■ **文本摘录**
************

描叙:一大推数据里面,数字与数字之间用空格隔开,找出出现次数最多的一个数字的算法
#include<stdio.h>
void FindMostTimesDigit(int *Src , int SrcLen)
{
int element , has = SrcLen;
int MaxNum , TempCount = 0 , MaxCount = 0;
int i , j;
int *result = new int[];
while(has != 0)
{
element = Src[has - 1];
TempCount = 0;
for(i = has - 1 ; i >= 0 ; --i)
{
//如果找到,则计数加1 ,然后将数据和末尾交换
//这也是为何要从末尾开始循环的理由
if(element == Src[i])
{
TempCount++;
Src[i] = Src[has - 1];
has--;
}
}
if(TempCount > MaxCount)
{
MaxCount = TempCount;
MaxNum = 0;
result[MaxNum] = element;
}
else if(TempCount == MaxCount)
{
result[++MaxNum] = element;
}
}
printf("出现次数最多的次数:%d\n" , MaxCount);
for(j = 0 ; j <= MaxNum ; ++j)

************

■ **提取数据**
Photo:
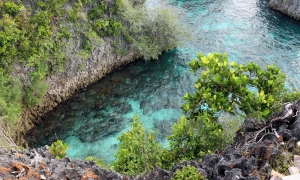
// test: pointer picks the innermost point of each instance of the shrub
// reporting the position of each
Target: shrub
(59, 149)
(188, 173)
(224, 87)
(153, 31)
(138, 152)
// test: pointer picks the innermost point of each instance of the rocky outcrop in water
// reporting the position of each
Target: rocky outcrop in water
(289, 7)
(256, 144)
(77, 74)
(40, 164)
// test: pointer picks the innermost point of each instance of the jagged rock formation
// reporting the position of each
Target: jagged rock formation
(256, 144)
(289, 7)
(78, 73)
(40, 164)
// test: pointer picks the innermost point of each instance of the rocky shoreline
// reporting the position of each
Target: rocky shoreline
(288, 7)
(249, 158)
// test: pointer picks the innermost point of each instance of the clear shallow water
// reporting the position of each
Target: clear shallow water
(92, 119)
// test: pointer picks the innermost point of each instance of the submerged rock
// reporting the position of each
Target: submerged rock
(256, 144)
(289, 7)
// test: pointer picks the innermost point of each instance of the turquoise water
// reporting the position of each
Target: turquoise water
(92, 119)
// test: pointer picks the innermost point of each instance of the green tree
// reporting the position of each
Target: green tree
(243, 90)
(138, 152)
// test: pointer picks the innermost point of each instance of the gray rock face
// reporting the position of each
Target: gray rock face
(78, 73)
(40, 164)
(248, 158)
(289, 7)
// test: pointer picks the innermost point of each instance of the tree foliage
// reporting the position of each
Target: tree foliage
(138, 151)
(35, 42)
(152, 31)
(188, 173)
(243, 90)
(59, 149)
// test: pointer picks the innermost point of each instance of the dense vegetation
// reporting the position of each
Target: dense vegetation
(240, 91)
(226, 93)
(34, 41)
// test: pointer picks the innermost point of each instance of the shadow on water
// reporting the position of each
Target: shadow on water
(93, 118)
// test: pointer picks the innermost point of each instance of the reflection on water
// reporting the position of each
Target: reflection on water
(91, 120)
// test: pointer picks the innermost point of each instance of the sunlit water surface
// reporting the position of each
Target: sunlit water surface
(92, 119)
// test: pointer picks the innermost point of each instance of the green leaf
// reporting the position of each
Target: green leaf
(265, 112)
(217, 78)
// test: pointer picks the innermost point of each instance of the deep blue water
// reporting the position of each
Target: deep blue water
(92, 119)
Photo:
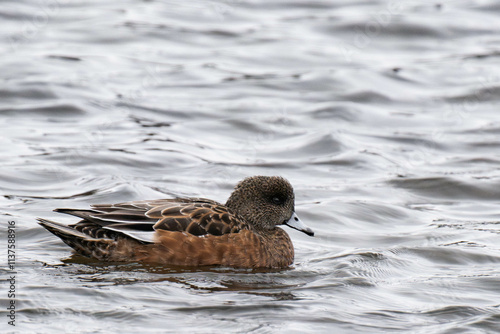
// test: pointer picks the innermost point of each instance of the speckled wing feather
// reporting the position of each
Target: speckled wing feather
(139, 220)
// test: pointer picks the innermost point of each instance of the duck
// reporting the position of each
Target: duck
(244, 232)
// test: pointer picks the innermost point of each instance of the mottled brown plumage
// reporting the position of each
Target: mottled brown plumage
(191, 231)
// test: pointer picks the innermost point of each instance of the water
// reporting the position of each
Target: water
(383, 115)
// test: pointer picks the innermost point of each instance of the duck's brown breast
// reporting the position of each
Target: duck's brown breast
(246, 249)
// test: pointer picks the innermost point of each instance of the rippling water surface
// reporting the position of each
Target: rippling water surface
(383, 115)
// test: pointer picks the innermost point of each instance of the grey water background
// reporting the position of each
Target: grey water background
(382, 114)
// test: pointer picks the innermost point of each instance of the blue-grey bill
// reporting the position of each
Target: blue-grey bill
(297, 224)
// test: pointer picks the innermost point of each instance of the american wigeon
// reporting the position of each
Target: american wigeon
(191, 231)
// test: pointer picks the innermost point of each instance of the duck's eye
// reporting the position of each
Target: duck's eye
(277, 200)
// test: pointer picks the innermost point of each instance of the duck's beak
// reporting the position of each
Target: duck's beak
(297, 224)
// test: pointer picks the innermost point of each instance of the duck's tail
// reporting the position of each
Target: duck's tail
(83, 242)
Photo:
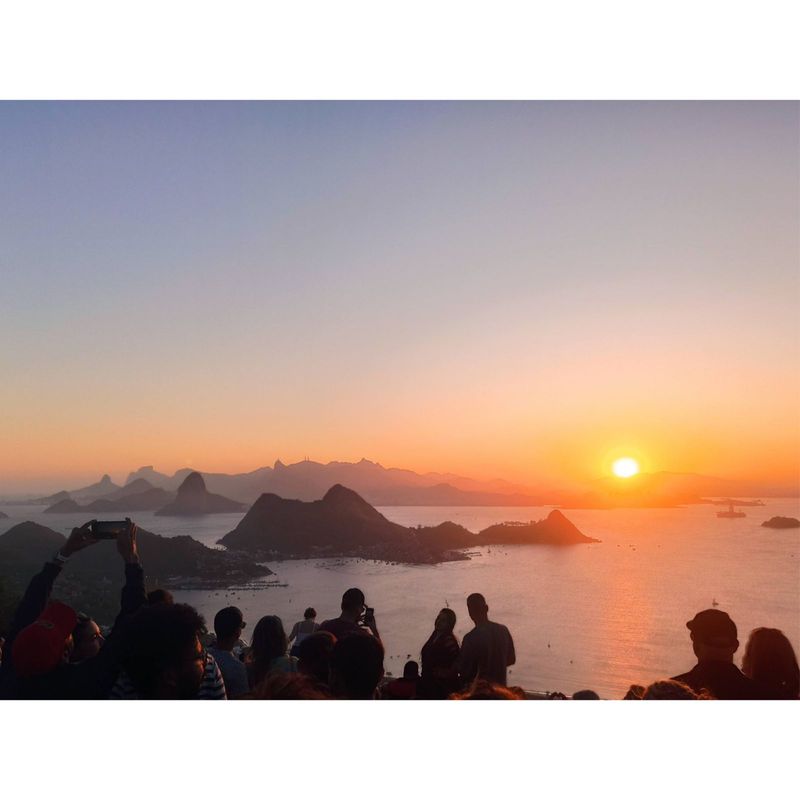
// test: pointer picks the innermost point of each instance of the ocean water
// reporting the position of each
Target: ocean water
(599, 616)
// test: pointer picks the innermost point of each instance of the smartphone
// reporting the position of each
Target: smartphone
(109, 530)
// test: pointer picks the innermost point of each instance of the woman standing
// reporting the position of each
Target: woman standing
(268, 651)
(303, 629)
(770, 661)
(439, 655)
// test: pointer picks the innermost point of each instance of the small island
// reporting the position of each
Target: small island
(781, 522)
(94, 577)
(343, 524)
(195, 500)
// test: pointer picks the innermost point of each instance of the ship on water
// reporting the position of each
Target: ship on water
(730, 513)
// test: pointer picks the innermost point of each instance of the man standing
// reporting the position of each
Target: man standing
(348, 622)
(488, 649)
(228, 625)
(714, 641)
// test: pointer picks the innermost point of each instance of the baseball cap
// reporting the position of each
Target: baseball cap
(714, 628)
(39, 648)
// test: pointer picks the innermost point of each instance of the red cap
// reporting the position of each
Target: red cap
(39, 648)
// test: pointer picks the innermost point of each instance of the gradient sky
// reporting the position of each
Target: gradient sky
(519, 290)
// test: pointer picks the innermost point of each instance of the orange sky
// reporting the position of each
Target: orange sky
(499, 290)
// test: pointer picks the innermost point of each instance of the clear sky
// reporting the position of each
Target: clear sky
(517, 290)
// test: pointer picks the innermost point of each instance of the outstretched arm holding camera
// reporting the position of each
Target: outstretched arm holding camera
(94, 676)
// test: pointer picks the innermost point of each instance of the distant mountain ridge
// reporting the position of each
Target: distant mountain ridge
(92, 578)
(382, 486)
(343, 524)
(193, 499)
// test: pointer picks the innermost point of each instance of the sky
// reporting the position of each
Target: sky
(520, 290)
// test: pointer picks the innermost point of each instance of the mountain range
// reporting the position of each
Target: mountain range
(382, 486)
(343, 524)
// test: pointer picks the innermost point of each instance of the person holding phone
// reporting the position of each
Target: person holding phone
(356, 618)
(36, 660)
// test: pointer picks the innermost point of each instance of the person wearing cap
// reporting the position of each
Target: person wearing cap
(349, 621)
(228, 626)
(36, 663)
(714, 640)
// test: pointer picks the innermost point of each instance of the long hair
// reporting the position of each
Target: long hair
(268, 642)
(769, 659)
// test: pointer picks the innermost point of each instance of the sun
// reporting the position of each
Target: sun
(625, 467)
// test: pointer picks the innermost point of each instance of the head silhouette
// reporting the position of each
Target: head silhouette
(477, 608)
(356, 667)
(445, 620)
(163, 655)
(671, 690)
(314, 655)
(713, 635)
(228, 624)
(352, 604)
(770, 660)
(268, 643)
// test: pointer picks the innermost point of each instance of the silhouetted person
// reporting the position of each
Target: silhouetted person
(289, 686)
(672, 690)
(37, 659)
(159, 596)
(302, 629)
(87, 639)
(635, 692)
(314, 657)
(770, 661)
(440, 657)
(488, 649)
(268, 651)
(228, 626)
(714, 641)
(164, 659)
(481, 689)
(404, 688)
(356, 667)
(353, 614)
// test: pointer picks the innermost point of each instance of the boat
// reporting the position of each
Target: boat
(730, 513)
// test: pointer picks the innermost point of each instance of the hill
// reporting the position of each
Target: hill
(92, 578)
(194, 499)
(65, 506)
(379, 485)
(554, 529)
(343, 524)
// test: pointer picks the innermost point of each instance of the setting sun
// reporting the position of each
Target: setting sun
(625, 468)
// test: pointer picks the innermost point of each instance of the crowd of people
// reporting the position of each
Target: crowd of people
(160, 649)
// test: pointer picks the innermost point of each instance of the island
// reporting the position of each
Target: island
(195, 500)
(92, 579)
(343, 524)
(781, 522)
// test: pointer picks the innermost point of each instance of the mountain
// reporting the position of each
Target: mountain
(194, 499)
(148, 500)
(344, 524)
(65, 506)
(554, 529)
(83, 495)
(92, 578)
(308, 480)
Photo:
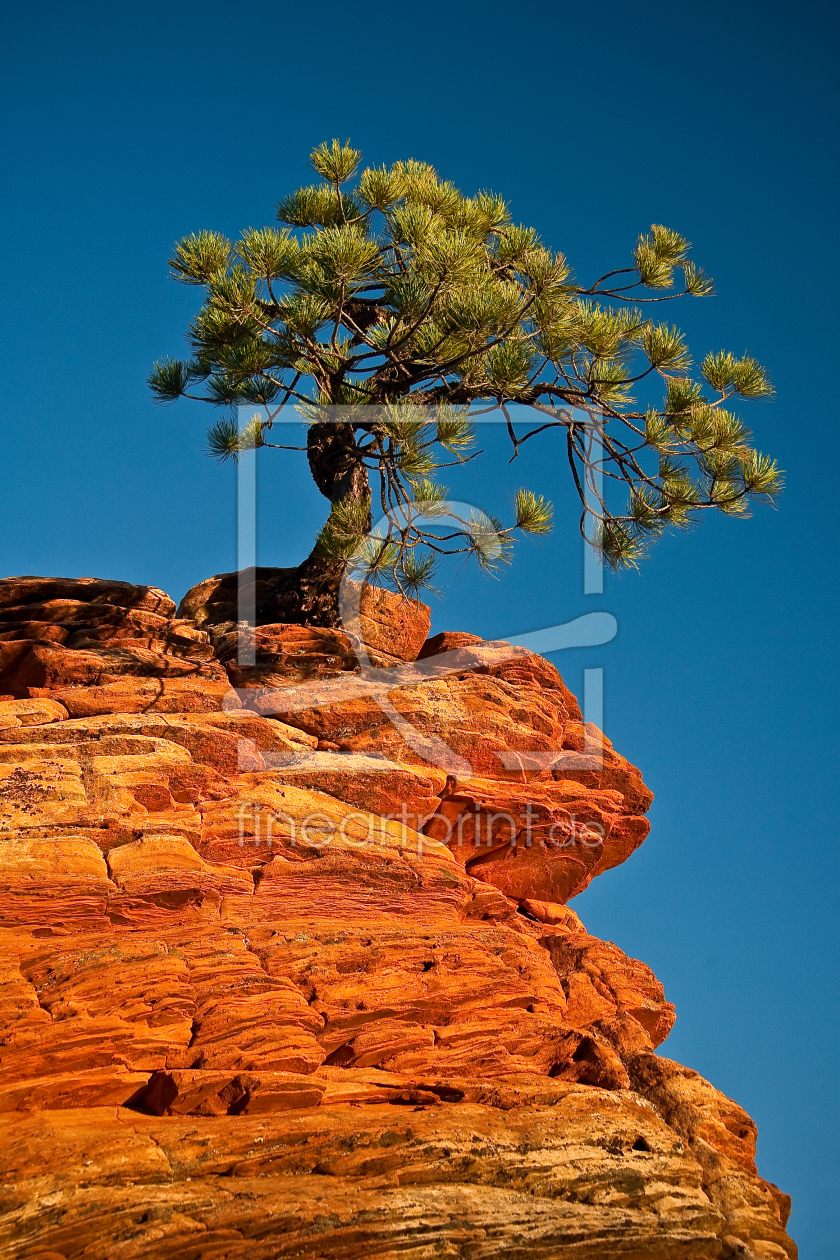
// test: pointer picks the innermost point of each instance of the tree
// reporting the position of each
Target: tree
(394, 311)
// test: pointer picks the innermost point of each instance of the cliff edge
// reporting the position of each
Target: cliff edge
(287, 962)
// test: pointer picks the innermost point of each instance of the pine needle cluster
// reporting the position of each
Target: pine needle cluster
(388, 294)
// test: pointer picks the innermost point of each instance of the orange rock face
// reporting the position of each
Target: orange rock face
(287, 965)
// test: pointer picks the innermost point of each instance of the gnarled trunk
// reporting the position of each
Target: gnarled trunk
(309, 595)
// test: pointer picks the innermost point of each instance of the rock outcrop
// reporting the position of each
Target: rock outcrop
(287, 965)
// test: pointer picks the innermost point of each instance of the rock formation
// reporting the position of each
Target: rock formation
(287, 965)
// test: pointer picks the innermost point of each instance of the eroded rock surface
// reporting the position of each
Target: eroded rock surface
(287, 967)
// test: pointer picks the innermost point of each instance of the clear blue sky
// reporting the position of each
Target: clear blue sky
(127, 126)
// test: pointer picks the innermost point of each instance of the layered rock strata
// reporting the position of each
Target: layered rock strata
(287, 965)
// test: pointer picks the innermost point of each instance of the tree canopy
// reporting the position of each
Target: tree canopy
(392, 311)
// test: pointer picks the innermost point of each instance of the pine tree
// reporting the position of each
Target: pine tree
(391, 310)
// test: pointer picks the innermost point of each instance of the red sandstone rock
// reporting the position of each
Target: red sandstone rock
(286, 985)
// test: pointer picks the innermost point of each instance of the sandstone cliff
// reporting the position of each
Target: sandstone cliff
(287, 965)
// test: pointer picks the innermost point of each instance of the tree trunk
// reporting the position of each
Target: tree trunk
(309, 595)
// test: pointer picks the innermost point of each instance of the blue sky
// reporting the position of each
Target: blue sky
(129, 126)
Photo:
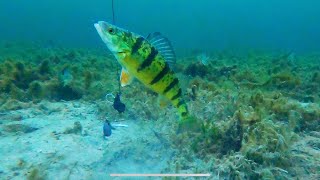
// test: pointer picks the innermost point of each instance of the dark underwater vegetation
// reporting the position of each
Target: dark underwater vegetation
(255, 109)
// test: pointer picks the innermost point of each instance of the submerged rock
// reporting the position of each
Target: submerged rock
(18, 128)
(76, 129)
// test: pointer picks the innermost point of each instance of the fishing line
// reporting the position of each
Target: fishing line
(118, 69)
(117, 104)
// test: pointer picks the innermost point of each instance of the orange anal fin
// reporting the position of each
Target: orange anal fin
(125, 78)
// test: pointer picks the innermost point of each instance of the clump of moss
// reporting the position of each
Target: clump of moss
(44, 67)
(285, 79)
(36, 90)
(36, 174)
(87, 79)
(19, 128)
(196, 69)
(76, 129)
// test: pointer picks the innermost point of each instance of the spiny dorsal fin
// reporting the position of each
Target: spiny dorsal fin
(125, 78)
(164, 47)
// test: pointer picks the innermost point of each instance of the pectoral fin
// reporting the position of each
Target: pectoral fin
(125, 78)
(163, 102)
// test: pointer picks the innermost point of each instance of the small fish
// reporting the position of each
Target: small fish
(203, 58)
(118, 105)
(107, 129)
(66, 76)
(147, 59)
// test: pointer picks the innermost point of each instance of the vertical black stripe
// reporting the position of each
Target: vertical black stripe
(181, 102)
(177, 95)
(137, 45)
(147, 62)
(171, 85)
(184, 114)
(162, 73)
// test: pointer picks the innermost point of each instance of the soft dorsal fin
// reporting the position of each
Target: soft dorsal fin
(125, 78)
(163, 45)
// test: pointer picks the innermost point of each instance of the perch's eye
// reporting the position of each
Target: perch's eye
(111, 31)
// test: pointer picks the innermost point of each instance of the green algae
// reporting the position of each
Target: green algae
(248, 111)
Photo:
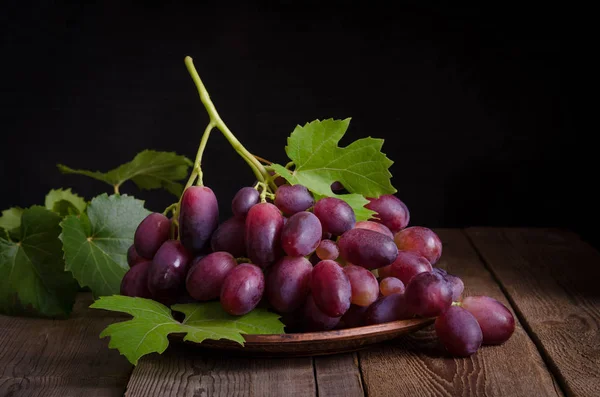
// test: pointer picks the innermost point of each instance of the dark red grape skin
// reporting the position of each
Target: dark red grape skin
(133, 258)
(315, 319)
(367, 248)
(301, 234)
(166, 274)
(496, 321)
(458, 331)
(288, 283)
(391, 212)
(264, 224)
(198, 218)
(135, 281)
(421, 240)
(428, 294)
(230, 237)
(291, 199)
(388, 308)
(150, 234)
(330, 288)
(207, 274)
(243, 200)
(242, 289)
(336, 215)
(408, 264)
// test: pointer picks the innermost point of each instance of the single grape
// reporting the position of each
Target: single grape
(367, 248)
(230, 237)
(408, 264)
(376, 227)
(301, 234)
(327, 249)
(391, 211)
(264, 224)
(288, 283)
(133, 258)
(354, 317)
(198, 218)
(421, 240)
(428, 294)
(207, 274)
(496, 321)
(336, 215)
(291, 199)
(243, 200)
(166, 274)
(458, 331)
(150, 234)
(315, 319)
(242, 289)
(388, 308)
(135, 281)
(391, 285)
(365, 288)
(330, 288)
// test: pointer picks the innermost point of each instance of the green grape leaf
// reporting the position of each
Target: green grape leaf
(64, 202)
(95, 244)
(318, 162)
(152, 322)
(148, 170)
(34, 280)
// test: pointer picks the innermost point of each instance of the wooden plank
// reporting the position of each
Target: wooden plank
(338, 376)
(40, 357)
(416, 365)
(185, 370)
(552, 278)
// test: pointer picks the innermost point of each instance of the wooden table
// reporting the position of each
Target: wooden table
(549, 278)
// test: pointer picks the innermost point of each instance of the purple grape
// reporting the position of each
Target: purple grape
(198, 218)
(301, 234)
(421, 240)
(458, 331)
(150, 234)
(330, 288)
(388, 308)
(391, 212)
(242, 289)
(243, 200)
(207, 274)
(365, 288)
(428, 294)
(315, 319)
(327, 249)
(166, 274)
(367, 248)
(133, 258)
(288, 283)
(291, 199)
(408, 264)
(496, 321)
(264, 224)
(230, 237)
(376, 227)
(135, 281)
(336, 215)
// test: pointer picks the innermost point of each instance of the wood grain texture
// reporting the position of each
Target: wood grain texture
(187, 371)
(416, 365)
(47, 358)
(338, 376)
(552, 278)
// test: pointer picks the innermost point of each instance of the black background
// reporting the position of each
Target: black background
(475, 105)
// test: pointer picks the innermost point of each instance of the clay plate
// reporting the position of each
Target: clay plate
(315, 343)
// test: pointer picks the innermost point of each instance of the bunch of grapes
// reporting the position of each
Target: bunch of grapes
(311, 262)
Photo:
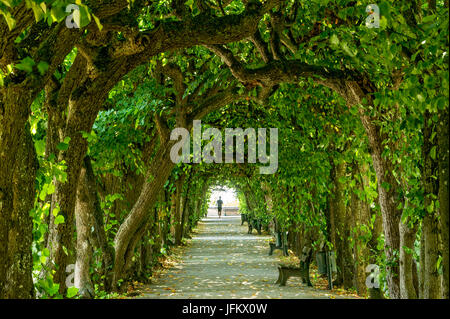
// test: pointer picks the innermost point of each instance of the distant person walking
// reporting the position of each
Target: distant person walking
(219, 206)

************

■ **练习要求**
1. 请从上面的文本摘录中原样摘抄一段:从含有“描叙:一大推数据里面,数字与数字之间用空格隔开,找出出现次数最多的一个数字的算法”的地方开始,到“while(has != 0)”为止。
2. 把文本摘录中以“描叙:一大推数据里面”开头的那一段改写得更简短,保留其主要内容。

■ **各题答案**
1.
描叙:一大推数据里面,数字与数字之间用空格隔开,找出出现次数最多的一个数字的算法
#include<stdio.h>
void FindMostTimesDigit(int *Src , int SrcLen)
{
int element , has = SrcLen;
int MaxNum , TempCount = 0 , MaxCount = 0;
int i , j;
int *result = new int[];
while(has != 0)

2. 一种算法:在以空格分隔的大量数字中,找出出现次数最多的那个数字。